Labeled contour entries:

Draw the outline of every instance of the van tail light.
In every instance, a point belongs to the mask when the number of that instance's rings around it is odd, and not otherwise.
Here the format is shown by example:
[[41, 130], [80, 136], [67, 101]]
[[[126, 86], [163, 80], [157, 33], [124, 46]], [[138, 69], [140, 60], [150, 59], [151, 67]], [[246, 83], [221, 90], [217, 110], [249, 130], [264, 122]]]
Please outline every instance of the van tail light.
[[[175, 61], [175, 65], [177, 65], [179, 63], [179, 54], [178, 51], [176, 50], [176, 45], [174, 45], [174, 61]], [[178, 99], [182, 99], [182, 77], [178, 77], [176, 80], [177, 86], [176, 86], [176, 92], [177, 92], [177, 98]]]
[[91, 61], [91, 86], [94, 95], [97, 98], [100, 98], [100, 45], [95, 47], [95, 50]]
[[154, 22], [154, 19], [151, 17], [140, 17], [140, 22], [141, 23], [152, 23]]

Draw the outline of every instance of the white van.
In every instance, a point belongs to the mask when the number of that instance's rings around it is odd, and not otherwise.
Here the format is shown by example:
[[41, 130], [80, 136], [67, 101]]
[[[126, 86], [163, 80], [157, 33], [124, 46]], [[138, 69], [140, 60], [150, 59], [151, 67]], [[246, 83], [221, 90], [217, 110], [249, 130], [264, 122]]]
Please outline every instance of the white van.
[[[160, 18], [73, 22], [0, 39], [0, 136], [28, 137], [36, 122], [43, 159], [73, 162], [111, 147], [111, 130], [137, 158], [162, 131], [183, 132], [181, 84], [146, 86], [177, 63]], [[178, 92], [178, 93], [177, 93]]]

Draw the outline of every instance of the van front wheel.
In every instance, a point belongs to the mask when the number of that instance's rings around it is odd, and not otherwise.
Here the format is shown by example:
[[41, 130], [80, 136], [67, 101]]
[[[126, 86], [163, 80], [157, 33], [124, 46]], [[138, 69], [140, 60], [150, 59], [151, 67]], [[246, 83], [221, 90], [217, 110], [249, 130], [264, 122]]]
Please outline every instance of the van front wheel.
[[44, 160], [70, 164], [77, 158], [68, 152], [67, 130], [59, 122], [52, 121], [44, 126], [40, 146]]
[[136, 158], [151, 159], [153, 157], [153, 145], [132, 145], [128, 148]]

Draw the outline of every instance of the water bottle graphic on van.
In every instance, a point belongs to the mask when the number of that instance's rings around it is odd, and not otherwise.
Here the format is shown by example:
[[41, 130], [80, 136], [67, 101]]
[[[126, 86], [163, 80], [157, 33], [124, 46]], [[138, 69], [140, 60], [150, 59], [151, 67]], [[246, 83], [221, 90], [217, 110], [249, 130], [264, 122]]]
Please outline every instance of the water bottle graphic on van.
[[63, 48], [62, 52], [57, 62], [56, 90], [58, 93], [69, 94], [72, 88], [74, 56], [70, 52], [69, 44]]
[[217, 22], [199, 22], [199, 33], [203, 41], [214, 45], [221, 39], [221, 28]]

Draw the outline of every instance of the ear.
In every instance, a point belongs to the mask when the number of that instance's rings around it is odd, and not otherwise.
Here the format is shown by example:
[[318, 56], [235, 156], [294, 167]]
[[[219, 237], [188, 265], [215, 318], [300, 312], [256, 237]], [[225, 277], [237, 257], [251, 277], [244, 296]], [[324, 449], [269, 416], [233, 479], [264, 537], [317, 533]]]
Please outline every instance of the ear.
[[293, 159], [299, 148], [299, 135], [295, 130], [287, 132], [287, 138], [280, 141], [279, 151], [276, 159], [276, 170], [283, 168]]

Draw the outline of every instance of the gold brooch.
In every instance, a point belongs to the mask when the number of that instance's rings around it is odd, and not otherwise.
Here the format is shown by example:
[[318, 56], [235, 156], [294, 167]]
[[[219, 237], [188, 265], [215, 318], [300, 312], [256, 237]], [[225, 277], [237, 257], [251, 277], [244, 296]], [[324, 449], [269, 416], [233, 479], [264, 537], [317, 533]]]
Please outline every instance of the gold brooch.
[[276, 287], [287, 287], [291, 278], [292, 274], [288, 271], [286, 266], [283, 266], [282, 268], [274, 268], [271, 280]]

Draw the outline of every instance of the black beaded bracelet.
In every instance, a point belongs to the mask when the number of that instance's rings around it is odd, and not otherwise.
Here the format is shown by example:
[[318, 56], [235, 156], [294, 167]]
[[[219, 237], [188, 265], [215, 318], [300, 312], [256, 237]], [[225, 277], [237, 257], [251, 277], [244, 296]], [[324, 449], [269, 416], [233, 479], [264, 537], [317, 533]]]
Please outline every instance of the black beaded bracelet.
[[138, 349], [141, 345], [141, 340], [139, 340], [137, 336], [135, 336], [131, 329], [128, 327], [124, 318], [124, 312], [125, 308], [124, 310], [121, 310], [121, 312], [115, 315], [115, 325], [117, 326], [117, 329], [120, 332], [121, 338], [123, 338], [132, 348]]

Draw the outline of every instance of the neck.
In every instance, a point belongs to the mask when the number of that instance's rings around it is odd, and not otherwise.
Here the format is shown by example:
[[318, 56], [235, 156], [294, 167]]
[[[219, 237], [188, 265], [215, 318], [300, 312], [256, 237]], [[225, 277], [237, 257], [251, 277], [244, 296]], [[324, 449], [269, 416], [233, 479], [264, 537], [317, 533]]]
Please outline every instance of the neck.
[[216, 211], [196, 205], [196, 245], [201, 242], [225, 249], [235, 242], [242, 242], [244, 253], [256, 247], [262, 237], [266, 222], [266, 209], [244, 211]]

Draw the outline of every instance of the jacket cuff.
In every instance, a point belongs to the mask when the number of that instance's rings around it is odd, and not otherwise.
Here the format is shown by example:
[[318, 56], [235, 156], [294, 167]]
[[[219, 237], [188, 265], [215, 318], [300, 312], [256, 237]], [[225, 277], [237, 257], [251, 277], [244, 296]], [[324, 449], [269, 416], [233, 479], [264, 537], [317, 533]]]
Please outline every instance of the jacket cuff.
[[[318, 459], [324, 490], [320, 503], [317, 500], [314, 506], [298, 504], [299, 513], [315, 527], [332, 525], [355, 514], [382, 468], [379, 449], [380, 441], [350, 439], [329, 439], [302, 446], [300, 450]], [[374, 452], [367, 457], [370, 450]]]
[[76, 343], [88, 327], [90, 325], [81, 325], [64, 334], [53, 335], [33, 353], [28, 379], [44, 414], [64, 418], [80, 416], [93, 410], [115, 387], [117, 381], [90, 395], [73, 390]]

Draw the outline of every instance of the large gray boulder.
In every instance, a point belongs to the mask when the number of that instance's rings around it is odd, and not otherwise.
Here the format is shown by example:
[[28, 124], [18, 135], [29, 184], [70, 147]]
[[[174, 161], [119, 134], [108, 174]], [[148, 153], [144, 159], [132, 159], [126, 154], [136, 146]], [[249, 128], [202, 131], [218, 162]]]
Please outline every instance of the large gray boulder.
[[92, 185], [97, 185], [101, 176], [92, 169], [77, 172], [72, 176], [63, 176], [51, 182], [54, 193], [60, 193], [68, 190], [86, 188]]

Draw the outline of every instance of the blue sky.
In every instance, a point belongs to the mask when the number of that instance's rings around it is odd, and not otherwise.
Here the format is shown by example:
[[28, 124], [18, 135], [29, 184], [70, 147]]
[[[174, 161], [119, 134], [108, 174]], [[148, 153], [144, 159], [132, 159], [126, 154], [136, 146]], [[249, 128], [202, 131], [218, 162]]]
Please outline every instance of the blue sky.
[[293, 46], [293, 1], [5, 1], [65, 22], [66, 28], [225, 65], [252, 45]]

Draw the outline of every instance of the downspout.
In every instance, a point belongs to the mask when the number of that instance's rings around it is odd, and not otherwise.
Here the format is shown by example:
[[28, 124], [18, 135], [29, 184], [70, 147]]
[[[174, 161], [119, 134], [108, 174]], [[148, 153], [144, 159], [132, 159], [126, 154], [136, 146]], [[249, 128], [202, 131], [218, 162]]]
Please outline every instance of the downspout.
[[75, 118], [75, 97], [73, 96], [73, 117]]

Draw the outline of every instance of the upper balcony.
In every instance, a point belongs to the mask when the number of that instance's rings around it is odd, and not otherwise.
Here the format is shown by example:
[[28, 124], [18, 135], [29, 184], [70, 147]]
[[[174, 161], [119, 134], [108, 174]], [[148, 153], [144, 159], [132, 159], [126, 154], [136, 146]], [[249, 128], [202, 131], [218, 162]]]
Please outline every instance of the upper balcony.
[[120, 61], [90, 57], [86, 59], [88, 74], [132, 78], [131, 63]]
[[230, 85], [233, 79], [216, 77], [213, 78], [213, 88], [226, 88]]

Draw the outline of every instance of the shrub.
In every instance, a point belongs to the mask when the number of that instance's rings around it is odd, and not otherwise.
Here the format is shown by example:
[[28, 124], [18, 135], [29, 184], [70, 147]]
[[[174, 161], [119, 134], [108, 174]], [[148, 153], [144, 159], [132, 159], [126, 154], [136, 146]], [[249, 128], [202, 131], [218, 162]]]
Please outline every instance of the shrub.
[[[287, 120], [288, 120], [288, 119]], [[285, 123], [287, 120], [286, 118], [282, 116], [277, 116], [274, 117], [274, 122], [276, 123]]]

WHAT TO WORK ON:
Can you reproduce, word for word, the stretch of the rows above that opens with the line containing "Draw the outline of every instance of the large" and closes with the line containing "65], [252, 45]]", with both of those lines included?

TASK RESPONSE:
Draw the outline of every instance of the large gray boulder.
In every instance, a point belongs to the mask when the number of that instance's rings around it is odd, and not otherwise.
Here the format is shown by example:
[[28, 124], [18, 135], [29, 184], [70, 147]]
[[[174, 161], [119, 134], [108, 174]], [[148, 153], [144, 159], [132, 159], [126, 154], [136, 146]], [[249, 128], [202, 131], [218, 162]]]
Please outline every instance of the large gray boulder.
[[92, 185], [97, 185], [101, 176], [92, 169], [77, 172], [72, 176], [63, 176], [51, 182], [54, 193], [60, 193], [68, 190], [86, 188]]

Draw the outline of every instance of the blue sky.
In every instance, a point belongs to the mask when the number of that instance's rings around it is odd, and not otherwise.
Here the format is shown by example:
[[28, 124], [18, 135], [29, 184], [70, 147]]
[[[174, 161], [119, 134], [108, 174]], [[148, 153], [144, 159], [132, 159], [126, 154], [136, 146]], [[249, 128], [202, 131], [218, 162]]]
Please outline every instance of the blue sky.
[[293, 46], [293, 1], [5, 1], [65, 22], [66, 28], [225, 65], [252, 45]]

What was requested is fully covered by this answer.